● **SUPPLIED MATERIAL**
..........

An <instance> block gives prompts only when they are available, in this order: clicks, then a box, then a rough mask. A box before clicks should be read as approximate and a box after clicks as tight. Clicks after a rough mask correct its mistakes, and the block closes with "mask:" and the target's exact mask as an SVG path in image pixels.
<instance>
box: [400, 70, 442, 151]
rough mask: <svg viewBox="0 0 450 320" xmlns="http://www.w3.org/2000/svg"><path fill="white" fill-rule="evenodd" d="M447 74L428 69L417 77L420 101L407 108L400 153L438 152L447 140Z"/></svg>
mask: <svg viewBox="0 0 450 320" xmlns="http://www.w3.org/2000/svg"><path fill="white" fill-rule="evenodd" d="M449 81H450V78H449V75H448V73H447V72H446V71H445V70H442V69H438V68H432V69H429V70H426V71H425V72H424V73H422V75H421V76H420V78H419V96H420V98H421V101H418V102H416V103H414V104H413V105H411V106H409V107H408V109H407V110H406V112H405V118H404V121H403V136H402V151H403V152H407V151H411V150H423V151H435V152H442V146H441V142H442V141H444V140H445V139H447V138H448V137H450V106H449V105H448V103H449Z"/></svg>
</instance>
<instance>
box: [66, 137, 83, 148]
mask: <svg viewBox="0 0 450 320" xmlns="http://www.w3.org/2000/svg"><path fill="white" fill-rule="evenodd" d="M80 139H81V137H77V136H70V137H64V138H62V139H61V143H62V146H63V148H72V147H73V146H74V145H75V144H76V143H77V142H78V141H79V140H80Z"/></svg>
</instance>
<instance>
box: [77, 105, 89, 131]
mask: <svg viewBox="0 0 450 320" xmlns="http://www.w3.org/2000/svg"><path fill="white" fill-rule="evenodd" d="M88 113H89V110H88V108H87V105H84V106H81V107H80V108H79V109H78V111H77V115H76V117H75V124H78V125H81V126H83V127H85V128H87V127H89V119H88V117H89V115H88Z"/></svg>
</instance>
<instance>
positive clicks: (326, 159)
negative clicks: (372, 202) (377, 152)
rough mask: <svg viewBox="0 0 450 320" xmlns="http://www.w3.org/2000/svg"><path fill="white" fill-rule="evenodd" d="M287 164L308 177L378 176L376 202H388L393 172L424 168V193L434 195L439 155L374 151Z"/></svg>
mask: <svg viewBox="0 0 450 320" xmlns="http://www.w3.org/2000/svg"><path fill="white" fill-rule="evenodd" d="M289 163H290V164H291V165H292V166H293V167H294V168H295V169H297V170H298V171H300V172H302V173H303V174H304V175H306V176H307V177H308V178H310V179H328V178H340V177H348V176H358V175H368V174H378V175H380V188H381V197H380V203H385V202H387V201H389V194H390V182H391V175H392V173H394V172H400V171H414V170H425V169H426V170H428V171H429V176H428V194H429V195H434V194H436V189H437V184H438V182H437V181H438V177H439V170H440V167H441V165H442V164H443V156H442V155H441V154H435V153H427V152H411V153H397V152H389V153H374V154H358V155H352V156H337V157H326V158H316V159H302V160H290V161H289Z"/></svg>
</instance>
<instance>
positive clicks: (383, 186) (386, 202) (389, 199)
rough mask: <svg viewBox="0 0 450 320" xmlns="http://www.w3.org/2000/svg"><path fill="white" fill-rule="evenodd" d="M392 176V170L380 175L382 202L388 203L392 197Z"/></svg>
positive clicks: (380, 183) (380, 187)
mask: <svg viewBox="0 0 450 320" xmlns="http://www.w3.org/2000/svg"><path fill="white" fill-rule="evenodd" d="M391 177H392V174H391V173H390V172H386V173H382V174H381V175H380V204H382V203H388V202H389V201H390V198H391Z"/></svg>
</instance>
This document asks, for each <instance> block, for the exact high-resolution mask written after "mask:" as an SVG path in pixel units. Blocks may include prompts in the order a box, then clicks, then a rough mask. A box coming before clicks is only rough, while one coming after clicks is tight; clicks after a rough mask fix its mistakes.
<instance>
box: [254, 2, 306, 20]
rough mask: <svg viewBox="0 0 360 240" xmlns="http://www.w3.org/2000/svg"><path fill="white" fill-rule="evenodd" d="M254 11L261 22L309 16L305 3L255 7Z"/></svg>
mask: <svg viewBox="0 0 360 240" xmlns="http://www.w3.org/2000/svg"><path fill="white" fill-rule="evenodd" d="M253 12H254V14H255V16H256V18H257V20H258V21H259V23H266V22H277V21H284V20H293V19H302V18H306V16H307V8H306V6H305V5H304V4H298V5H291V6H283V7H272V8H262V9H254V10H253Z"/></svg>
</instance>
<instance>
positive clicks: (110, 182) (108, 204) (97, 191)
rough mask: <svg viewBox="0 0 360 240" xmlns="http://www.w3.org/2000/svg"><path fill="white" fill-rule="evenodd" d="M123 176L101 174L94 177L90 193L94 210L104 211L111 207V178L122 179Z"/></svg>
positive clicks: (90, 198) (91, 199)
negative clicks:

..........

● **WORK TO BE COMPLETED**
Pull every line containing "prompts" out of the entries.

● **ANSWER BELOW**
An <instance> block gives prompts only when they are available, in this order: clicks, then a box, then a rough mask. A box before clicks should be read as approximate and a box after clicks as tight. Clicks after a rough mask correct its mistakes, and the block closes with "mask:" and the target's exact mask as an SVG path in image pixels.
This document asks, for each <instance> block, for the exact high-resolution mask written after "mask:" as an SVG path in pixel units. Blocks may include prompts in the order a box, then clicks, then a rough mask. A box coming before clicks is only rough, while one coming after clicks is tight; clicks after a rough mask fix its mistakes.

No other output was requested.